**YOUR OBJECTIVE:** Could you recast the material below, from the line containing "facade, I would be grateful." through the line containing "[[7,82],[11,21],[10,0],[0,0],[0,83]]", as a Markdown table with columns Row and Line, skipping any blank lines?

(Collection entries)

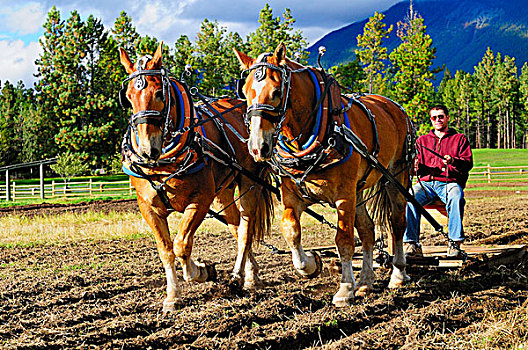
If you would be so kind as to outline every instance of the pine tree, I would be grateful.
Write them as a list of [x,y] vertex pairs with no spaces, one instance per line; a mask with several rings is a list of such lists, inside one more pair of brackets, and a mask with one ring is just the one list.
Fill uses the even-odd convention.
[[132,18],[125,11],[121,11],[119,17],[114,21],[111,33],[117,47],[123,48],[128,53],[135,52],[140,36],[132,25]]
[[383,83],[385,63],[387,60],[387,48],[383,47],[383,39],[388,38],[392,32],[392,25],[385,29],[383,23],[385,15],[375,12],[365,24],[363,34],[357,36],[357,43],[360,49],[356,50],[356,57],[359,58],[365,70],[365,79],[362,81],[367,86],[369,94],[380,94],[384,90],[383,86],[378,86],[377,81]]
[[266,4],[260,10],[258,21],[260,26],[247,36],[249,56],[257,57],[263,52],[273,52],[280,43],[284,43],[287,56],[294,57],[295,53],[299,53],[299,62],[306,63],[308,52],[304,48],[307,42],[301,31],[294,31],[295,19],[290,9],[284,9],[281,19],[273,17],[273,10]]
[[339,85],[350,91],[362,91],[364,89],[362,82],[365,81],[365,71],[357,57],[351,62],[341,63],[330,68],[329,72],[336,78]]
[[232,93],[232,82],[238,63],[229,44],[231,34],[221,27],[217,21],[202,22],[200,32],[196,37],[192,67],[197,69],[197,79],[202,93],[220,96]]
[[488,47],[482,61],[475,67],[475,103],[479,111],[477,117],[477,135],[476,146],[482,148],[482,127],[486,120],[486,144],[485,147],[491,146],[491,91],[493,89],[493,76],[495,75],[495,55]]
[[59,129],[58,108],[55,97],[61,83],[59,62],[61,51],[61,38],[64,33],[64,21],[60,12],[54,7],[48,12],[48,17],[43,25],[44,35],[39,39],[42,53],[35,61],[39,79],[35,85],[37,101],[40,105],[40,118],[38,120],[39,146],[43,157],[54,157],[57,153],[55,135]]
[[[458,109],[461,111],[461,124],[463,125],[463,132],[471,140],[474,139],[470,133],[471,117],[472,117],[472,103],[474,99],[473,91],[473,77],[471,74],[464,71],[457,71],[455,73],[456,95],[455,101]],[[462,115],[464,118],[462,118]],[[463,122],[462,122],[463,121]]]
[[86,22],[76,11],[66,22],[58,21],[58,11],[49,16],[48,25],[59,22],[63,26],[42,41],[44,48],[53,47],[54,52],[48,56],[45,50],[38,61],[42,66],[39,99],[46,123],[39,129],[50,126],[45,131],[54,141],[48,144],[49,155],[88,152],[91,166],[104,166],[115,153],[124,128],[123,122],[119,125],[118,82],[113,68],[107,66],[116,63],[111,56],[116,57],[117,50],[101,21],[93,16]]
[[394,98],[400,102],[407,114],[422,131],[429,128],[428,110],[433,100],[431,65],[436,48],[431,37],[425,33],[423,18],[411,8],[405,22],[398,22],[397,35],[402,43],[390,53],[394,74]]
[[528,62],[524,62],[519,76],[519,101],[521,116],[519,120],[521,147],[528,148]]

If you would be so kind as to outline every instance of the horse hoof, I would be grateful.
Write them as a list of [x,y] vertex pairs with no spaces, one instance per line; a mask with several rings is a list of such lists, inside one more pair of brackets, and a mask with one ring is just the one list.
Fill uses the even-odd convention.
[[389,288],[390,289],[396,289],[401,288],[405,283],[409,282],[411,280],[411,277],[403,271],[397,274],[391,275],[391,280],[389,282]]
[[239,294],[242,292],[242,285],[240,284],[240,280],[238,278],[231,278],[227,286],[231,294]]
[[354,289],[355,283],[341,282],[339,285],[339,290],[332,299],[332,304],[334,304],[336,307],[349,306],[352,300],[354,300]]
[[323,271],[323,261],[321,260],[321,256],[314,251],[308,252],[306,253],[306,255],[308,257],[310,255],[313,256],[314,263],[315,263],[315,270],[310,274],[305,274],[302,272],[302,270],[295,270],[295,273],[297,274],[297,276],[301,278],[312,279],[312,278],[319,276],[321,274],[321,271]]
[[358,298],[364,298],[372,292],[372,287],[369,286],[359,286],[354,293],[354,296]]
[[350,306],[350,303],[354,300],[352,297],[337,297],[334,296],[332,299],[332,304],[334,304],[335,307],[347,307]]
[[262,281],[258,277],[250,279],[250,280],[248,280],[248,279],[244,280],[244,289],[245,290],[253,291],[253,290],[260,289],[263,286],[264,286],[264,284],[262,283]]
[[176,308],[174,307],[175,301],[164,301],[163,302],[163,312],[169,313],[176,311]]
[[205,271],[207,272],[206,281],[216,282],[218,279],[218,273],[216,272],[215,264],[205,265]]

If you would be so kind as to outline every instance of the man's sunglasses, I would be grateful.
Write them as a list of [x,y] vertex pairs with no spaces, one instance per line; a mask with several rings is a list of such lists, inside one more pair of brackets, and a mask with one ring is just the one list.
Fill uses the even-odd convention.
[[440,115],[434,115],[431,117],[431,120],[437,120],[437,119],[445,119],[445,115],[440,114]]

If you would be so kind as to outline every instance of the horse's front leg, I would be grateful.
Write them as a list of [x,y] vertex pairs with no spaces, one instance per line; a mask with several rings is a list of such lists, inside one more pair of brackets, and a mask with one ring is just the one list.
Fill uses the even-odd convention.
[[354,299],[356,281],[352,270],[352,258],[354,256],[354,218],[356,197],[348,200],[339,200],[337,206],[337,234],[335,238],[339,257],[341,258],[341,283],[339,290],[334,295],[332,303],[337,307],[348,306]]
[[258,278],[258,268],[251,252],[255,238],[255,213],[258,205],[256,195],[258,193],[257,189],[248,189],[248,186],[252,184],[243,181],[239,188],[240,193],[246,194],[239,201],[240,224],[236,233],[237,257],[231,273],[231,282],[239,286],[243,285],[247,289],[253,289]]
[[[284,192],[283,192],[284,193]],[[283,194],[284,212],[281,219],[282,235],[292,252],[293,267],[303,278],[315,278],[322,270],[321,257],[315,252],[305,252],[301,243],[302,209],[289,203]]]
[[[359,194],[361,196],[361,194]],[[361,199],[359,199],[361,198]],[[362,197],[358,197],[361,201]],[[361,247],[363,253],[363,265],[361,266],[361,274],[356,286],[355,295],[357,297],[364,297],[372,291],[374,284],[374,222],[367,212],[365,205],[360,205],[356,208],[355,226],[361,239]]]
[[[147,184],[147,186],[150,186]],[[138,187],[136,187],[138,188]],[[151,202],[144,200],[139,196],[138,205],[143,218],[148,223],[156,239],[156,247],[160,256],[165,276],[167,278],[167,297],[163,301],[163,311],[174,311],[174,304],[180,295],[180,288],[176,279],[176,267],[174,266],[175,256],[173,244],[170,238],[169,226],[167,224],[167,214],[160,207],[154,207]],[[163,205],[160,203],[160,205]]]
[[183,279],[187,282],[205,282],[216,279],[214,265],[197,263],[191,259],[194,233],[204,220],[210,203],[192,203],[185,208],[174,239],[174,253],[180,260]]

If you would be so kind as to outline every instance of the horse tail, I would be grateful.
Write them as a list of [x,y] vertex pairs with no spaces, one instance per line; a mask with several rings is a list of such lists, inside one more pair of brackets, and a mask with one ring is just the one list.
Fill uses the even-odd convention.
[[[269,169],[262,168],[259,175],[267,183],[272,183]],[[255,186],[260,187],[259,185]],[[263,240],[264,236],[270,232],[275,211],[273,194],[271,191],[261,187],[256,199],[257,208],[255,211],[255,220],[253,220],[252,231],[254,232],[253,240],[258,244]]]

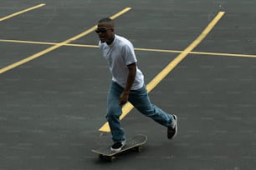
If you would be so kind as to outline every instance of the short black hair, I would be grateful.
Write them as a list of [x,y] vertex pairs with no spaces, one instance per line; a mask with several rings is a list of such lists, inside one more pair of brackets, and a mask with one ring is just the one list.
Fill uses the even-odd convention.
[[103,18],[102,19],[99,21],[99,23],[101,23],[101,22],[107,22],[110,28],[114,28],[114,22],[110,18]]

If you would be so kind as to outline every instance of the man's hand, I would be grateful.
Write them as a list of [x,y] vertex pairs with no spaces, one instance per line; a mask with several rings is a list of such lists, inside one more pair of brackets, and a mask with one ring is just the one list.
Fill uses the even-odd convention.
[[122,106],[128,102],[129,93],[130,93],[131,86],[133,84],[135,77],[136,75],[136,62],[129,64],[127,68],[129,71],[128,77],[127,77],[127,82],[124,89],[124,92],[120,96],[120,102],[119,102],[120,106]]
[[128,102],[128,98],[129,98],[129,92],[123,92],[120,96],[119,105],[122,106]]

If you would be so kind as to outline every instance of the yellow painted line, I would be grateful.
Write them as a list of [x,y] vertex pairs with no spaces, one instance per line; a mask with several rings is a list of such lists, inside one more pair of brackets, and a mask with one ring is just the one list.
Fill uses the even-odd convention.
[[11,14],[11,15],[6,16],[6,17],[4,17],[4,18],[0,18],[0,22],[4,21],[4,20],[7,20],[7,19],[9,19],[9,18],[13,18],[13,17],[15,17],[15,16],[20,15],[20,14],[22,14],[22,13],[27,12],[28,12],[28,11],[32,11],[32,10],[33,10],[33,9],[43,7],[43,6],[44,6],[44,5],[45,5],[45,3],[41,3],[41,4],[33,6],[33,7],[32,7],[32,8],[24,9],[24,10],[22,10],[22,11],[20,11],[20,12],[15,12],[15,13]]
[[[113,15],[110,18],[114,19],[114,18],[122,15],[123,13],[128,12],[129,10],[131,10],[131,8],[126,8],[123,9],[122,11],[119,12],[118,13]],[[49,48],[46,48],[45,50],[43,50],[43,51],[41,51],[41,52],[39,52],[38,53],[35,53],[35,54],[27,58],[24,58],[24,59],[20,60],[18,62],[16,62],[13,63],[13,64],[11,64],[11,65],[9,65],[8,67],[5,67],[5,68],[0,69],[0,74],[3,73],[3,72],[7,72],[8,70],[11,70],[11,69],[13,69],[13,68],[16,68],[18,66],[24,64],[24,63],[31,61],[31,60],[38,58],[39,58],[39,57],[41,57],[41,56],[43,56],[43,55],[44,55],[44,54],[46,54],[46,53],[48,53],[49,52],[52,52],[52,51],[55,50],[55,49],[57,49],[57,48],[60,48],[62,46],[64,46],[64,45],[69,43],[72,41],[77,40],[77,39],[79,39],[79,38],[82,38],[82,37],[90,33],[91,32],[93,32],[96,28],[97,28],[97,25],[95,25],[92,28],[90,28],[90,29],[88,29],[88,30],[86,30],[86,31],[84,31],[84,32],[81,32],[81,33],[79,33],[79,34],[78,34],[78,35],[76,35],[76,36],[74,36],[73,38],[70,38],[69,39],[67,39],[67,40],[65,40],[64,42],[61,42],[59,43],[56,43],[54,46],[52,46],[52,47],[50,47]]]
[[[11,39],[0,39],[0,42],[39,44],[39,45],[56,45],[59,43],[59,42],[36,42],[36,41],[24,41],[24,40],[11,40]],[[78,48],[99,48],[99,46],[96,46],[96,45],[86,45],[86,44],[76,44],[76,43],[67,43],[67,44],[64,44],[64,46],[78,47]]]
[[[173,68],[182,62],[187,54],[192,52],[212,31],[214,26],[224,15],[224,12],[219,12],[218,14],[213,18],[213,20],[207,25],[207,27],[202,31],[202,32],[193,41],[182,53],[180,53],[173,61],[172,61],[161,72],[159,72],[146,86],[146,89],[150,92],[159,82],[165,78],[167,74],[173,70]],[[125,118],[133,108],[133,106],[128,102],[123,107],[122,115],[120,119]],[[101,132],[110,132],[110,126],[108,122],[105,122],[100,129]]]
[[[0,39],[0,42],[16,42],[16,43],[30,43],[30,44],[39,44],[39,45],[56,45],[58,42],[35,42],[35,41],[23,41],[23,40],[8,40]],[[88,44],[78,44],[78,43],[67,43],[64,46],[77,47],[77,48],[98,48],[97,45],[88,45]],[[182,53],[187,52],[189,54],[197,55],[208,55],[208,56],[225,56],[225,57],[234,57],[234,58],[256,58],[256,55],[253,54],[242,54],[242,53],[223,53],[223,52],[185,52],[181,50],[166,50],[166,49],[154,49],[154,48],[135,48],[136,51],[146,51],[146,52],[169,52],[169,53]]]

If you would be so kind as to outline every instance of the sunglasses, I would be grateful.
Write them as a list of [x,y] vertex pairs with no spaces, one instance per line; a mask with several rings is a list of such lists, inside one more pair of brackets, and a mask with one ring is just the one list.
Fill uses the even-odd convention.
[[105,32],[106,32],[108,30],[110,30],[110,29],[111,29],[111,28],[100,28],[100,29],[96,29],[95,32],[96,32],[96,33],[100,33],[100,32],[105,33]]

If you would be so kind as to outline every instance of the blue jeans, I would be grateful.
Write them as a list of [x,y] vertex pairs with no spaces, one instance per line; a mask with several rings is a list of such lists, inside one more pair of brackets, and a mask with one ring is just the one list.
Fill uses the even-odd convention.
[[[119,106],[120,96],[124,88],[115,82],[111,82],[107,98],[106,118],[109,122],[112,140],[121,142],[125,139],[124,129],[121,128],[120,116],[122,114],[122,106]],[[151,103],[146,87],[138,90],[131,90],[129,102],[142,114],[152,118],[156,122],[165,126],[171,126],[173,116],[167,114],[154,104]]]

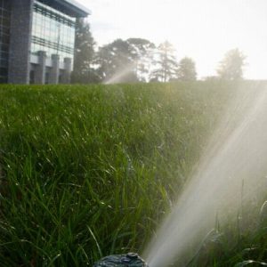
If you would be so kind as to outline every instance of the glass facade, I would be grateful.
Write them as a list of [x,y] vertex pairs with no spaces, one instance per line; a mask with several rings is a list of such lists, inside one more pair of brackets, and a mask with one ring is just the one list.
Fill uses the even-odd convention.
[[[1,0],[0,0],[1,1]],[[58,10],[34,3],[31,53],[45,51],[47,56],[73,59],[76,19]]]
[[7,82],[11,21],[10,0],[0,0],[0,83]]

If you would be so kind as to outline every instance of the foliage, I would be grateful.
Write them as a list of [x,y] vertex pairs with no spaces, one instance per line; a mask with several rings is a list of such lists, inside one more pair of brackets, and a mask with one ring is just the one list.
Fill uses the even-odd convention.
[[99,73],[101,80],[107,82],[135,82],[138,80],[135,68],[135,55],[132,53],[128,42],[117,39],[100,48],[98,53]]
[[154,61],[156,69],[151,74],[151,81],[167,82],[176,77],[178,64],[174,53],[174,46],[167,41],[158,45],[158,56]]
[[245,60],[246,56],[238,48],[228,51],[217,69],[219,77],[225,80],[242,79]]
[[142,38],[127,39],[135,58],[135,73],[139,81],[145,82],[151,70],[151,63],[156,46],[149,40]]
[[177,78],[181,81],[196,80],[197,71],[195,62],[192,59],[185,57],[182,59],[178,65]]
[[[141,253],[237,85],[247,87],[2,85],[0,265],[92,266],[107,255]],[[261,222],[238,243],[228,243],[236,227],[224,230],[195,266],[264,262]]]
[[117,39],[100,48],[99,74],[102,81],[146,81],[154,44],[146,39]]
[[74,69],[72,83],[98,82],[93,60],[95,42],[90,31],[90,25],[85,19],[77,20]]

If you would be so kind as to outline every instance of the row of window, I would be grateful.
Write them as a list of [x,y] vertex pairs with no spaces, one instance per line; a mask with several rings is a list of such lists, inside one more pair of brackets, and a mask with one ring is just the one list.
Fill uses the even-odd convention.
[[0,8],[7,11],[11,10],[11,1],[10,0],[0,0]]
[[60,12],[57,12],[48,6],[44,6],[39,3],[35,4],[34,12],[60,23],[66,24],[69,27],[75,28],[75,20],[71,17],[67,17]]
[[62,60],[64,58],[73,58],[73,54],[71,53],[64,53],[61,51],[58,51],[55,49],[52,49],[52,48],[47,48],[44,47],[43,45],[37,44],[31,44],[31,53],[36,53],[38,51],[45,51],[46,52],[46,55],[49,57],[52,54],[58,54],[60,56],[60,59]]
[[69,47],[69,46],[62,45],[62,44],[58,44],[58,43],[51,42],[49,40],[46,40],[46,39],[44,39],[44,38],[39,38],[37,36],[32,36],[32,42],[34,44],[38,44],[40,45],[49,47],[49,48],[54,49],[56,51],[73,53],[73,48],[72,47]]
[[0,83],[7,82],[11,1],[0,0]]

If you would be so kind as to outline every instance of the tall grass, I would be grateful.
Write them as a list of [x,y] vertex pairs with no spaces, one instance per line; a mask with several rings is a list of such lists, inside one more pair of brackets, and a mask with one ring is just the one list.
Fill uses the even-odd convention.
[[[141,253],[235,86],[2,85],[0,266],[92,266]],[[222,266],[215,259],[202,263]]]

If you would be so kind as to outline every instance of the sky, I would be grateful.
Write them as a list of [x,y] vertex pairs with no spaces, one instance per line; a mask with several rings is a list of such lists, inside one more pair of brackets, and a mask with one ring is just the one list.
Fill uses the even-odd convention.
[[267,79],[266,0],[77,0],[92,11],[88,20],[98,45],[117,38],[166,40],[178,61],[194,60],[198,78],[216,75],[225,53],[247,56],[244,76]]

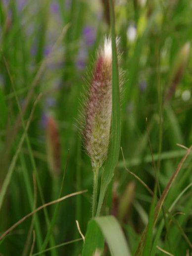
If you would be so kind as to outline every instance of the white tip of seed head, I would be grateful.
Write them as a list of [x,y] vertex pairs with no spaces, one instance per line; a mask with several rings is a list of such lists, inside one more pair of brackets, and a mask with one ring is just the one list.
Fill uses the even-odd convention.
[[105,38],[104,41],[103,49],[103,56],[111,61],[112,59],[112,47],[111,39]]

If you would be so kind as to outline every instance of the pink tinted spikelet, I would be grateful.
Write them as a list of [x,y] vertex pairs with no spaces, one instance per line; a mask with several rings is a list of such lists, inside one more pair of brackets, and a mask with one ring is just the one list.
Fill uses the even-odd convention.
[[95,63],[86,104],[85,144],[95,168],[100,168],[107,154],[112,111],[111,79],[111,42],[105,38]]
[[60,143],[57,126],[51,116],[47,118],[46,130],[48,164],[52,175],[55,176],[60,172]]

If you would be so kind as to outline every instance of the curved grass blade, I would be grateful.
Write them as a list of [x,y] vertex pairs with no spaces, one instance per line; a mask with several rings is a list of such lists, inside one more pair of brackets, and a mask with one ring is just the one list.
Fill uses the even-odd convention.
[[95,218],[89,222],[82,256],[92,256],[96,251],[101,253],[104,239],[107,243],[111,255],[131,255],[125,236],[117,220],[113,216],[105,216]]
[[119,87],[119,72],[115,31],[115,15],[112,0],[109,0],[110,15],[111,25],[111,42],[112,51],[112,110],[111,133],[108,158],[101,180],[100,191],[96,216],[100,214],[102,205],[108,185],[113,176],[114,170],[117,164],[121,138],[120,107]]
[[[187,150],[186,154],[184,156],[184,157],[182,158],[180,162],[179,163],[179,164],[175,170],[174,173],[172,175],[172,177],[170,178],[169,182],[168,183],[166,188],[163,191],[163,192],[160,198],[159,201],[157,202],[157,204],[155,206],[155,211],[154,211],[154,220],[153,220],[153,227],[154,227],[155,223],[156,222],[156,221],[157,220],[158,217],[159,216],[159,213],[160,212],[160,210],[161,209],[162,206],[163,204],[163,203],[165,200],[165,198],[167,195],[168,193],[169,192],[169,191],[170,189],[171,188],[171,186],[173,184],[173,182],[174,181],[175,178],[176,178],[177,175],[178,174],[180,170],[181,169],[181,167],[182,166],[182,165],[184,161],[186,160],[187,157],[189,155],[189,154],[190,153],[190,152],[192,149],[192,146],[190,147],[189,149]],[[145,227],[144,229],[140,242],[139,243],[139,244],[138,246],[136,252],[135,253],[135,255],[137,256],[140,256],[143,255],[143,252],[144,249],[144,247],[145,246],[145,244],[146,243],[146,234],[147,234],[147,231],[148,227],[147,226]]]
[[65,196],[62,197],[62,198],[59,198],[58,199],[56,199],[56,200],[54,200],[49,203],[47,203],[47,204],[45,204],[43,205],[41,205],[38,208],[37,208],[35,210],[33,210],[30,213],[28,213],[24,217],[23,217],[22,219],[20,219],[18,221],[14,224],[12,226],[11,226],[9,228],[8,228],[5,232],[4,232],[0,236],[0,241],[3,239],[8,234],[9,234],[11,231],[12,231],[14,228],[15,228],[17,226],[20,225],[21,223],[23,222],[26,219],[32,216],[34,213],[36,213],[38,211],[40,211],[42,209],[44,209],[46,207],[48,206],[51,205],[53,205],[54,204],[56,204],[59,203],[67,198],[73,197],[74,196],[76,196],[77,195],[80,195],[81,194],[83,194],[85,192],[87,192],[87,190],[82,190],[82,191],[79,191],[77,192],[74,192],[73,193],[70,194],[69,195],[67,195],[67,196]]

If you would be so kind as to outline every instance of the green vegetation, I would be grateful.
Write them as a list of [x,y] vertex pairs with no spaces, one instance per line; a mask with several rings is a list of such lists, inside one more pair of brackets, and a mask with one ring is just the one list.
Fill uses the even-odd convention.
[[[0,1],[1,255],[192,253],[192,5],[112,2]],[[96,199],[80,112],[106,36],[111,137]]]

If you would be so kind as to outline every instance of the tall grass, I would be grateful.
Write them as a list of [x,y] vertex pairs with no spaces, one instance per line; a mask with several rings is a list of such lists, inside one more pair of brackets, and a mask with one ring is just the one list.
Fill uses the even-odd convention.
[[[112,2],[0,1],[3,255],[192,251],[192,6]],[[92,218],[93,173],[79,134],[79,102],[86,67],[106,35],[112,42],[111,134]],[[118,70],[125,71],[121,101]],[[60,144],[56,179],[46,145],[50,115]]]

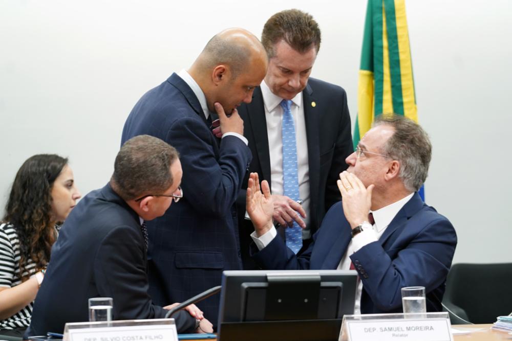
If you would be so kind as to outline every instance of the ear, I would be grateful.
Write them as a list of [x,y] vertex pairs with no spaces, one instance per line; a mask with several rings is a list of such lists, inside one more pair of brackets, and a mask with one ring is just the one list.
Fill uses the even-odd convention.
[[211,74],[212,80],[216,85],[220,85],[221,82],[225,80],[229,76],[229,69],[225,65],[218,65],[214,69]]
[[149,212],[150,206],[151,205],[151,200],[153,199],[153,197],[150,195],[150,196],[146,196],[140,200],[140,202],[139,202],[139,208],[143,212]]
[[393,160],[388,166],[388,170],[384,176],[386,180],[389,181],[392,179],[398,178],[400,174],[400,162],[397,160]]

**RESULT FOR THIS TASK:**
| Row | Line |
|---|---|
| 1 | If you would be so kind as to outline every instance of the glass facade, I would be grateful. |
| 2 | Write them as a list of [x,y] vertex pairs with no spaces, one instance per line; a mask with several rings is a list of such lists, inside one more pair of brackets, and a mask with one ring is just the one list. |
| 3 | Fill uses the even-odd convention. |
| 4 | [[[1,0],[0,0],[1,1]],[[58,10],[34,3],[31,53],[45,51],[47,56],[73,59],[76,19]]] |
| 5 | [[7,82],[11,21],[10,0],[0,0],[0,83]] |